THE DATA -
BEGIN
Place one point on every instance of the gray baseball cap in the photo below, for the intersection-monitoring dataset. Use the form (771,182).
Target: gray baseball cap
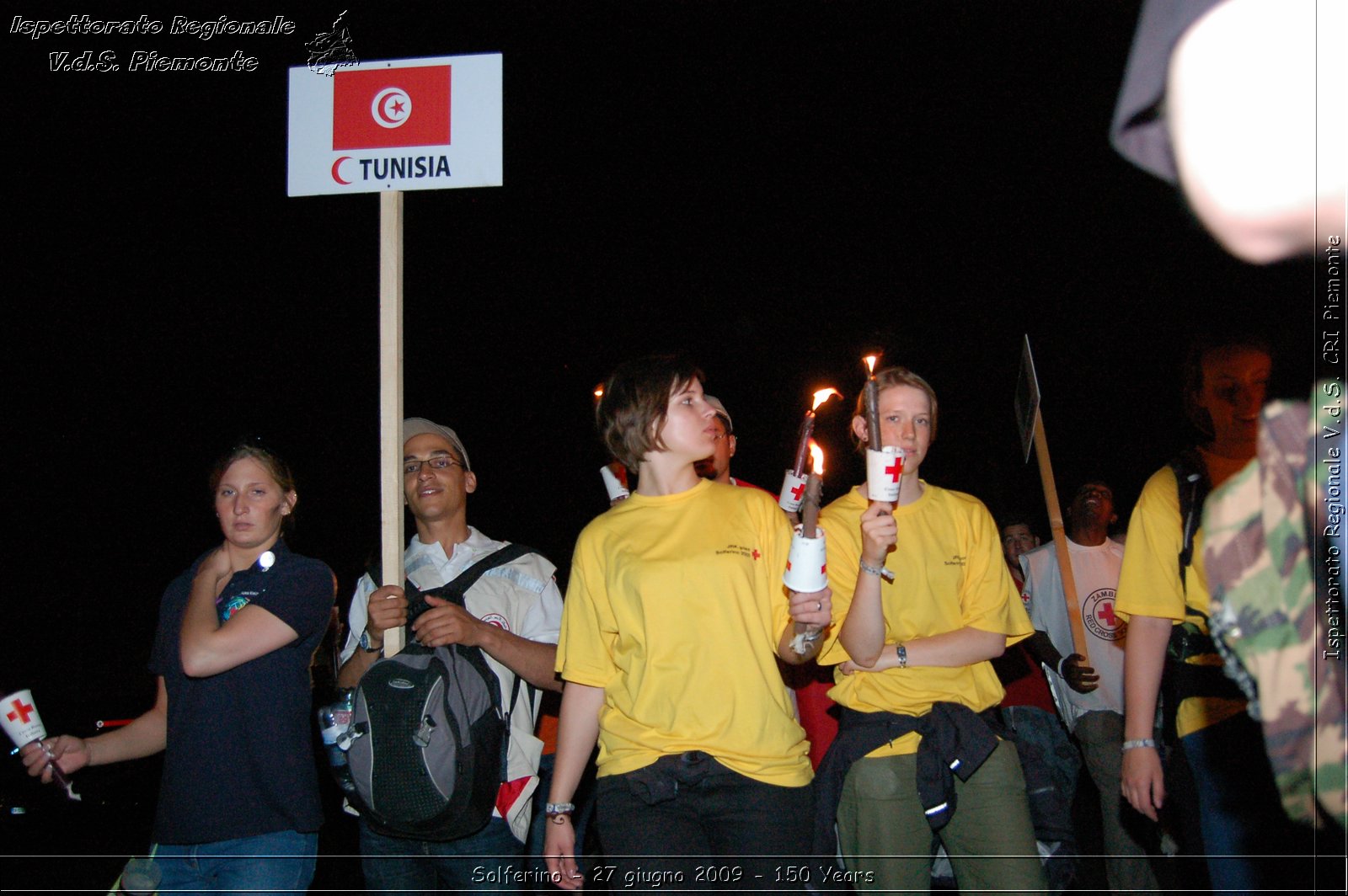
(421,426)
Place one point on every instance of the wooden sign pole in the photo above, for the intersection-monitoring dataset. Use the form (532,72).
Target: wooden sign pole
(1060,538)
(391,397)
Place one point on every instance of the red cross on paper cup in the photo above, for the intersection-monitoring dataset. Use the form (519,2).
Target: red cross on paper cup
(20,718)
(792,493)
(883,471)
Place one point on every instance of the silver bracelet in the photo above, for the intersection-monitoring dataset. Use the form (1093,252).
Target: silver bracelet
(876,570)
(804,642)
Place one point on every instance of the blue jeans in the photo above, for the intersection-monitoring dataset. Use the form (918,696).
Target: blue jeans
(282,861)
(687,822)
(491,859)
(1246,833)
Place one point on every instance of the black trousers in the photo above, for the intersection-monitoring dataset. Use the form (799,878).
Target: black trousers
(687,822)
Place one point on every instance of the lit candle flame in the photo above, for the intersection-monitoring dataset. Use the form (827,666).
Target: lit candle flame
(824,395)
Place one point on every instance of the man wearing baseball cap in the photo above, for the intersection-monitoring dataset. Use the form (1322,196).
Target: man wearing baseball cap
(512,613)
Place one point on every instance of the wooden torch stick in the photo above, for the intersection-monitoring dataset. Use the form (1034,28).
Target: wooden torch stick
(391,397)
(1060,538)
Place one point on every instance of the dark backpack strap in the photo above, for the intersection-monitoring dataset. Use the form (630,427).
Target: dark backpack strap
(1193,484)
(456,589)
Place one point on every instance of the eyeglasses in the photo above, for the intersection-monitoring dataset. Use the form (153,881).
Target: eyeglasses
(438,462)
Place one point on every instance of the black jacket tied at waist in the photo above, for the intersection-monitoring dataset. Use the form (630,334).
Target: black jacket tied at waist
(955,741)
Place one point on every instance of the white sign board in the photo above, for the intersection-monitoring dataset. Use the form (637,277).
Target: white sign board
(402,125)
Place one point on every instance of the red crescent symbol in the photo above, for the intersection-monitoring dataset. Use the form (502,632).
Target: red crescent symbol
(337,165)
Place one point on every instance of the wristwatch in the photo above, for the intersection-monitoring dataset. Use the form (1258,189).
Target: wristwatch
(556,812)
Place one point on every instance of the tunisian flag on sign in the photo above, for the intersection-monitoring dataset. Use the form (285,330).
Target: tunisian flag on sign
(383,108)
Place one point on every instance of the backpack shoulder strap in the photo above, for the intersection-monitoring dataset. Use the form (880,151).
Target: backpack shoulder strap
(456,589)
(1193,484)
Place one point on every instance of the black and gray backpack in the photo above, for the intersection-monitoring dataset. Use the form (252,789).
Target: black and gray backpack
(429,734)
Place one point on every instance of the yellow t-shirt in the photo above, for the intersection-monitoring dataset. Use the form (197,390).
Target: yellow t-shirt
END
WHAT YOU HAVE TO DO -
Return exactly the lines from the one containing "Target: dark backpack strap" to the last line of the data, and nothing more.

SOLUTION FOR THIS PROBLEM -
Target: dark backpack strap
(1193,484)
(456,589)
Place one point on every instance of the eyeglasses in the photo above, for the intersection-monitoring dataset. Use the form (153,881).
Target: eyeglasses
(438,462)
Place one point on every instance of the black jacket tied at waist in the photo above, for the intersection-monitoring dataset. Use the form (630,334).
Target: black jacket tied at waist
(955,741)
Place one point on every instance of the white sign board in the photo above, for the intersection-monitoring dataset. Use the form (637,277).
Target: white sign board
(402,125)
Place one point on every instance of the red crescent symbol in the photo above, for the intersection-monitoring dataset. Use the form (502,632).
Target: red crescent symbol
(337,165)
Place one point on every instance of the wristwatch in the photo above, for the intersection-monitoring dataset. Use the form (1258,189).
Target: wristwatch
(556,812)
Place one point on every instance of the tunisian flag on sign in the photo above, for the intersection-monitoring dataset. Use the form (285,330).
Target: tunisian flag on sign
(383,108)
Place one point on every instance of the backpack shoulder strap in the photo above, for the intersection-monitoring dataset. Use the form (880,151).
Target: backpack shoulder strap
(456,589)
(1193,484)
Place one point on every instance of the black and gray backpack in the photo above, for the intersection-monitoring dataset. Use the form (252,789).
Target: black and gray backpack
(429,734)
Place one point on every instance of the yellow t-shirt in the photo above, for the intersection-monitoring dataset. Use the form (197,390).
Target: yellow t-shirt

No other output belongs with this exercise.